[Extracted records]

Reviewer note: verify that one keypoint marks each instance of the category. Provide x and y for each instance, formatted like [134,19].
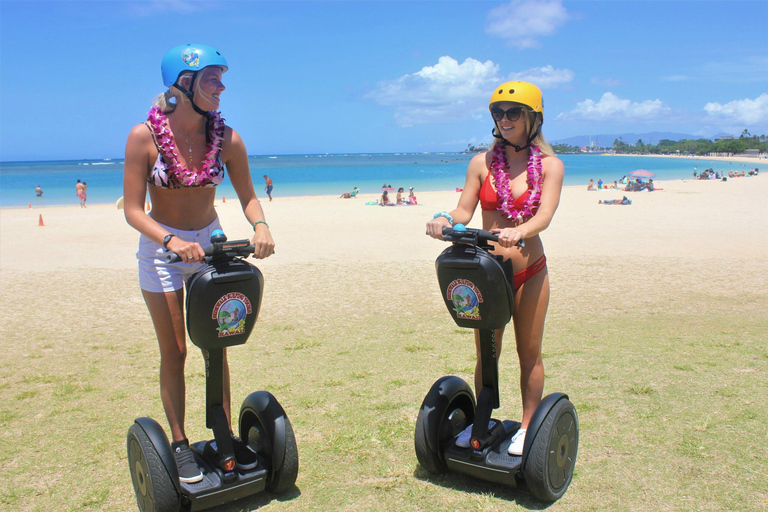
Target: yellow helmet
[519,92]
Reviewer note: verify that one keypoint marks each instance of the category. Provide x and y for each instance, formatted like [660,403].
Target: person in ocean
[80,191]
[518,184]
[179,154]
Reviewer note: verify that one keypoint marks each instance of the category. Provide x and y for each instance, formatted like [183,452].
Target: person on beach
[624,201]
[348,195]
[80,191]
[412,197]
[180,154]
[518,184]
[268,188]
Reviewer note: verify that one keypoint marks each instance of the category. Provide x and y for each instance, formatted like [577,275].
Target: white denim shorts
[155,275]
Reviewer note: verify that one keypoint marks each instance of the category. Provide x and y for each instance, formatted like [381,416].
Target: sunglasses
[512,114]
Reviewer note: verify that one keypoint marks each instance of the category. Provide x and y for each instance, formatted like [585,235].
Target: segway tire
[155,491]
[268,431]
[550,463]
[284,478]
[433,428]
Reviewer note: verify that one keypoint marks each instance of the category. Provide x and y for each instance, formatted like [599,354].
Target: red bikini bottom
[524,275]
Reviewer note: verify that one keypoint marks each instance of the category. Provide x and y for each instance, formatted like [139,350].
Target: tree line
[699,147]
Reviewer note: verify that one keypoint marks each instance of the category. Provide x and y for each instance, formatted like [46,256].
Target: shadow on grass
[467,484]
[257,501]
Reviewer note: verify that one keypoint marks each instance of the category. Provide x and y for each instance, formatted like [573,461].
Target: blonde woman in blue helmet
[517,184]
[180,154]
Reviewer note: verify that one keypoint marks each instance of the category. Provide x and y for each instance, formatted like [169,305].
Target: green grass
[669,392]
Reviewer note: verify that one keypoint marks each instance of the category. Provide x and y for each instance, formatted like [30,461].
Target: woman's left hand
[508,237]
[263,245]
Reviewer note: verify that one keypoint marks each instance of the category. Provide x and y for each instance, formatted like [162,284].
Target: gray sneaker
[189,472]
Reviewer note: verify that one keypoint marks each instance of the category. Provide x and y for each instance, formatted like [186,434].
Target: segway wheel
[269,433]
[155,491]
[448,408]
[550,463]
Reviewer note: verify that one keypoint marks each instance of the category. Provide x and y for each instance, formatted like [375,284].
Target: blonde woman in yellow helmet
[517,184]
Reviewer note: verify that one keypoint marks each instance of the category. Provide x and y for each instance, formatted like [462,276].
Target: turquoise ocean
[301,175]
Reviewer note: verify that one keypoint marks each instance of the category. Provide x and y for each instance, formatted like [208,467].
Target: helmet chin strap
[189,94]
[497,133]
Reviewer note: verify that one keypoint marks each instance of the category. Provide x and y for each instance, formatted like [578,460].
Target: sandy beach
[358,276]
[736,159]
[687,219]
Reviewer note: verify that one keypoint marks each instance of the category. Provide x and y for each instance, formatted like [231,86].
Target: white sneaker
[462,441]
[518,440]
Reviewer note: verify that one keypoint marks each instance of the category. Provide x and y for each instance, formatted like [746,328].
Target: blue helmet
[189,57]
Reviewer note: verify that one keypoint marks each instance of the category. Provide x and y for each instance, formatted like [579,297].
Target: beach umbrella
[642,173]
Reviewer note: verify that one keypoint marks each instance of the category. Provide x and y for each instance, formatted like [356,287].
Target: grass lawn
[668,375]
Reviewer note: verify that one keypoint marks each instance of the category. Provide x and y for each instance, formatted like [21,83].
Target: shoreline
[740,159]
[365,197]
[676,222]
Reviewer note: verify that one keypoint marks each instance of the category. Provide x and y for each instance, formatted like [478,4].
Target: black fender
[436,403]
[546,405]
[157,437]
[271,415]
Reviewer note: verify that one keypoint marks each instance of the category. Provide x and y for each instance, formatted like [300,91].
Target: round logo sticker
[229,312]
[190,57]
[466,299]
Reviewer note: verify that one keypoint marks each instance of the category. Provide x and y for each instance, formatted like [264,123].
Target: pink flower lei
[534,180]
[187,177]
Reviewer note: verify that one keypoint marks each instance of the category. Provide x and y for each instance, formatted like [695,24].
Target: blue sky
[381,76]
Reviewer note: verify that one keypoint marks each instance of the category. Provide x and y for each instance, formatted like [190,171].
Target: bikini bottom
[516,279]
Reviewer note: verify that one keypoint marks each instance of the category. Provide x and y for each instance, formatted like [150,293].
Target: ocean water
[299,175]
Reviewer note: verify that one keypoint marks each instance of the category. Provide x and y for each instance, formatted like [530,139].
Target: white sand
[688,219]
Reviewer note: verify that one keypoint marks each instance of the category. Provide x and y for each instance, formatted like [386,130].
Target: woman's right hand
[189,252]
[435,227]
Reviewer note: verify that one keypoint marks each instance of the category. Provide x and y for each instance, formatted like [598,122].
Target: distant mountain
[606,139]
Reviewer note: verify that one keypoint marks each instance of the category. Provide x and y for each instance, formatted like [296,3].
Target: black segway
[223,301]
[478,293]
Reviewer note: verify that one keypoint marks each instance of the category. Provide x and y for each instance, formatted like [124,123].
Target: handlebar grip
[233,250]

Directions for this task: Retype exactly the lines of the data above that fall between the line with "Target: green grass" and the line with "formatted like [462,276].", inclusive, and add nothing.

Exercise result:
Target: green grass
[669,392]
Reviewer note: verify that one keypoint marks each instance of the category. Provide x and y for each instance, formatted like [30,461].
Target: woman's left hand
[508,237]
[263,245]
Reviewer note: verify that one keypoint marks each instance of the category. Provide x and y for each instance, formatted like [162,284].
Target: gray sneaker
[189,472]
Reviewer note: verify that one keypoint marks each instance of the category. Provide x and y for each instance, formatted like [186,434].
Target: segway wheel
[269,433]
[155,491]
[448,408]
[550,463]
Reviewer note: verify that one keypoint marks each instance of the category. Provide x and y for each instance, formatted like [375,284].
Target: blonde woman in yellow helmet
[517,184]
Reviewer note: verify that one keypoint marks each instance of the category. Provide x and y for each instance, formatted like [462,276].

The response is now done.